## YOUR OBJECTIVE
Report each line below that contains the word "river", copying the full line. Case counts.

# start of DATA RECORDS

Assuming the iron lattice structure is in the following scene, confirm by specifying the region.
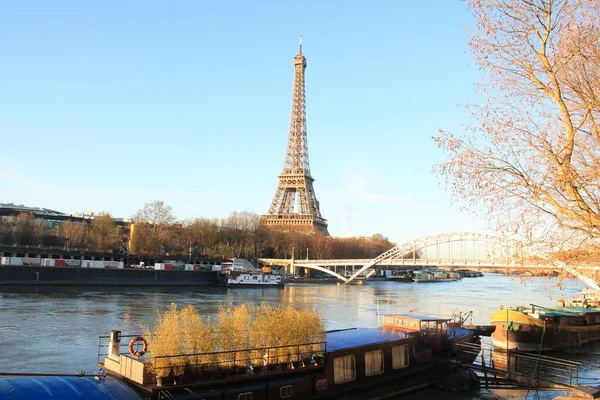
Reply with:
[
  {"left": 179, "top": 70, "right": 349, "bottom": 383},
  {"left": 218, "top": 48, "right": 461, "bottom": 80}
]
[{"left": 262, "top": 37, "right": 329, "bottom": 235}]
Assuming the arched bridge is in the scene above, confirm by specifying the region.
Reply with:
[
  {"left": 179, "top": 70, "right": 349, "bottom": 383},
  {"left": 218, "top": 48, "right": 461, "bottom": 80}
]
[{"left": 260, "top": 232, "right": 600, "bottom": 290}]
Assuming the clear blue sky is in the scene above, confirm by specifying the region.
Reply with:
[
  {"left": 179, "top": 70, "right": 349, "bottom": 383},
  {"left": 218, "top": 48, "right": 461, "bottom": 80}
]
[{"left": 0, "top": 0, "right": 488, "bottom": 242}]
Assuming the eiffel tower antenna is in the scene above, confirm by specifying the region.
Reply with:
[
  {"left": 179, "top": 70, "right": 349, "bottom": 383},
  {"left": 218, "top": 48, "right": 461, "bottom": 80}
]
[{"left": 262, "top": 35, "right": 329, "bottom": 235}]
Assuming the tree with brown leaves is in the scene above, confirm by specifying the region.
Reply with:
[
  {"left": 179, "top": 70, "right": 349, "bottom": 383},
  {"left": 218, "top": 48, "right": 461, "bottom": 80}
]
[{"left": 435, "top": 0, "right": 600, "bottom": 248}]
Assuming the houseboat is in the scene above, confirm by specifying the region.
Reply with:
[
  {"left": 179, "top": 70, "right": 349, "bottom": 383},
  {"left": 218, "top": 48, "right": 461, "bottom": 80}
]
[
  {"left": 227, "top": 270, "right": 285, "bottom": 288},
  {"left": 0, "top": 314, "right": 480, "bottom": 400},
  {"left": 490, "top": 301, "right": 600, "bottom": 351}
]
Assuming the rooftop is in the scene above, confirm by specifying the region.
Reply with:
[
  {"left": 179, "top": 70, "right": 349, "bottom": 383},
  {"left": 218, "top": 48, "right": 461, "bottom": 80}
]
[{"left": 327, "top": 328, "right": 410, "bottom": 352}]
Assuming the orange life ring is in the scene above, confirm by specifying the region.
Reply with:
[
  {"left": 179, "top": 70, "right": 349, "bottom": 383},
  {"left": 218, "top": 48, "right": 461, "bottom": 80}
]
[{"left": 128, "top": 336, "right": 148, "bottom": 358}]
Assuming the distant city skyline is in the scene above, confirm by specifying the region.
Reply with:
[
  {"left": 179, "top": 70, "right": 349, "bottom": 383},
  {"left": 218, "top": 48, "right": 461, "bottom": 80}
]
[{"left": 0, "top": 1, "right": 484, "bottom": 242}]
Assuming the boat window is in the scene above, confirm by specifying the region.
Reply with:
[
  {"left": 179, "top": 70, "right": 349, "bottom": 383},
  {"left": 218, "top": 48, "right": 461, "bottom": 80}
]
[
  {"left": 279, "top": 385, "right": 294, "bottom": 399},
  {"left": 317, "top": 379, "right": 327, "bottom": 391},
  {"left": 333, "top": 356, "right": 356, "bottom": 383},
  {"left": 365, "top": 349, "right": 383, "bottom": 376},
  {"left": 392, "top": 344, "right": 408, "bottom": 369}
]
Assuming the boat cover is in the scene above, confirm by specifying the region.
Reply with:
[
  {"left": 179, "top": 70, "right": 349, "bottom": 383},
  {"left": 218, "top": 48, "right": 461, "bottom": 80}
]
[{"left": 0, "top": 376, "right": 141, "bottom": 400}]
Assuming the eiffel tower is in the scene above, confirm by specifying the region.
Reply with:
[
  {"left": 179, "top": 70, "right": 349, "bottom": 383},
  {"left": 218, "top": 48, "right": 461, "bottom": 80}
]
[{"left": 262, "top": 36, "right": 329, "bottom": 235}]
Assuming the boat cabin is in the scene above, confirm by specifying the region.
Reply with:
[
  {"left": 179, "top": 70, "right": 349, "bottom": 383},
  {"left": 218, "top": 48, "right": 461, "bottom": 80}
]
[
  {"left": 99, "top": 321, "right": 454, "bottom": 400},
  {"left": 383, "top": 314, "right": 457, "bottom": 352}
]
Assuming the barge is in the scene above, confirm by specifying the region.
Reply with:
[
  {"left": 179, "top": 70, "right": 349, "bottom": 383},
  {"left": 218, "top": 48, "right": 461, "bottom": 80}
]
[
  {"left": 0, "top": 314, "right": 475, "bottom": 400},
  {"left": 0, "top": 265, "right": 219, "bottom": 286},
  {"left": 227, "top": 271, "right": 285, "bottom": 288},
  {"left": 490, "top": 304, "right": 600, "bottom": 352}
]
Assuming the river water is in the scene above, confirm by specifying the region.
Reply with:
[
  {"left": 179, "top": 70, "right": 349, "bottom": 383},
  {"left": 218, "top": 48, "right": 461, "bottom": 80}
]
[{"left": 0, "top": 274, "right": 600, "bottom": 399}]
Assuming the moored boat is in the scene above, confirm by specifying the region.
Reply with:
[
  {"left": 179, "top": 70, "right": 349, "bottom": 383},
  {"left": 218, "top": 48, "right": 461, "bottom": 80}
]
[
  {"left": 412, "top": 270, "right": 460, "bottom": 282},
  {"left": 0, "top": 314, "right": 473, "bottom": 400},
  {"left": 227, "top": 271, "right": 285, "bottom": 288},
  {"left": 490, "top": 305, "right": 600, "bottom": 351}
]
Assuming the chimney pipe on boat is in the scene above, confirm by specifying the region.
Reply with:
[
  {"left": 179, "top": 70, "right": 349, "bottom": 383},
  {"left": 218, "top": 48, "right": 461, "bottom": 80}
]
[{"left": 108, "top": 330, "right": 121, "bottom": 359}]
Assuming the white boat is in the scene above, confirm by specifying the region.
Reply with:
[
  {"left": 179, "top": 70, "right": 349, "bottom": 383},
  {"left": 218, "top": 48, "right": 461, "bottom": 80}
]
[
  {"left": 227, "top": 272, "right": 284, "bottom": 287},
  {"left": 413, "top": 270, "right": 460, "bottom": 282}
]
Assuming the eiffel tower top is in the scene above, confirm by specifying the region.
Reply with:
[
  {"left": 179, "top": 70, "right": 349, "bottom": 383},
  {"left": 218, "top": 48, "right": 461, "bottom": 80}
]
[
  {"left": 262, "top": 36, "right": 329, "bottom": 235},
  {"left": 282, "top": 36, "right": 310, "bottom": 177}
]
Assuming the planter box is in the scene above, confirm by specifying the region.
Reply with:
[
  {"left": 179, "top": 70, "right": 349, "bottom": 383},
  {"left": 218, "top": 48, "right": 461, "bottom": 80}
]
[{"left": 104, "top": 355, "right": 153, "bottom": 385}]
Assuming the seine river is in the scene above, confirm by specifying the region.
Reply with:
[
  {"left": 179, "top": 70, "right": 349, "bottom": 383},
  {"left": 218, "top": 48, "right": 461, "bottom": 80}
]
[{"left": 0, "top": 274, "right": 600, "bottom": 399}]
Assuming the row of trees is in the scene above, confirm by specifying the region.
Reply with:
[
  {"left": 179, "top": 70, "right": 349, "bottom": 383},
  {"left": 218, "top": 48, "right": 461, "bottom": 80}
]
[
  {"left": 131, "top": 201, "right": 394, "bottom": 258},
  {"left": 0, "top": 201, "right": 394, "bottom": 260}
]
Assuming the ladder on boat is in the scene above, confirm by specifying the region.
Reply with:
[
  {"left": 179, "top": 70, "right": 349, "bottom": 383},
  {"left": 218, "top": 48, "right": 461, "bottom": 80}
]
[{"left": 456, "top": 343, "right": 600, "bottom": 398}]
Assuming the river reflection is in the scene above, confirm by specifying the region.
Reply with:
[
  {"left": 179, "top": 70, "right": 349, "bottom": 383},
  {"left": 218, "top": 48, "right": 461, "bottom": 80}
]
[{"left": 0, "top": 274, "right": 600, "bottom": 399}]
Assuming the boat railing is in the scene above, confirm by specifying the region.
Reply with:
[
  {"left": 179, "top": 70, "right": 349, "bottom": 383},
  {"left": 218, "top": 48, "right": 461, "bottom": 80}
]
[
  {"left": 150, "top": 342, "right": 326, "bottom": 381},
  {"left": 457, "top": 343, "right": 581, "bottom": 387},
  {"left": 98, "top": 335, "right": 144, "bottom": 363},
  {"left": 98, "top": 335, "right": 327, "bottom": 382}
]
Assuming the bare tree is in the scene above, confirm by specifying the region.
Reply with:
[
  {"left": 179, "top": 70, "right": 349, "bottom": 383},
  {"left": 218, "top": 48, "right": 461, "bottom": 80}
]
[
  {"left": 58, "top": 221, "right": 89, "bottom": 248},
  {"left": 435, "top": 0, "right": 600, "bottom": 245},
  {"left": 90, "top": 213, "right": 120, "bottom": 252},
  {"left": 15, "top": 212, "right": 37, "bottom": 245},
  {"left": 133, "top": 200, "right": 175, "bottom": 255},
  {"left": 221, "top": 211, "right": 260, "bottom": 258}
]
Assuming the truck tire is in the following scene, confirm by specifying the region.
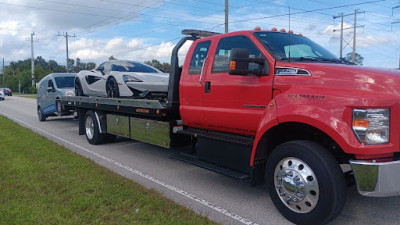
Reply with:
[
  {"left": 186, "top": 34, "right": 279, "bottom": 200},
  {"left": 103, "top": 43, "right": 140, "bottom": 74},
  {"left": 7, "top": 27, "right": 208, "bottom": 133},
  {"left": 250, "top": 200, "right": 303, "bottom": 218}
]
[
  {"left": 85, "top": 110, "right": 106, "bottom": 145},
  {"left": 37, "top": 106, "right": 46, "bottom": 122},
  {"left": 265, "top": 141, "right": 346, "bottom": 224}
]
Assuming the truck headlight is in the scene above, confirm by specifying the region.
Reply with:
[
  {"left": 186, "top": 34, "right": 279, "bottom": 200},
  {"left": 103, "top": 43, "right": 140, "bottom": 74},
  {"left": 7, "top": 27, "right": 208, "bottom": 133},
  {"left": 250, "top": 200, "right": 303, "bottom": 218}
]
[
  {"left": 65, "top": 91, "right": 75, "bottom": 96},
  {"left": 352, "top": 109, "right": 390, "bottom": 145},
  {"left": 122, "top": 75, "right": 143, "bottom": 83}
]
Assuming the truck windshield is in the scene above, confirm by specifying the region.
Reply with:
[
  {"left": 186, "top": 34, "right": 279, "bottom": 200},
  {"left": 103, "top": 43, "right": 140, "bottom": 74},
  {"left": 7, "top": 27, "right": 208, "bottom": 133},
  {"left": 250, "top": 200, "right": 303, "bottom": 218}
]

# end of DATA RECORDS

## RESPONSE
Assuming the river water is in the scene above, confirm by specifying the region.
Assuming the seine river is in the scene above, confirm by specifying the region.
Assuming the river reflection is in the scene above, confirm by specifying the region.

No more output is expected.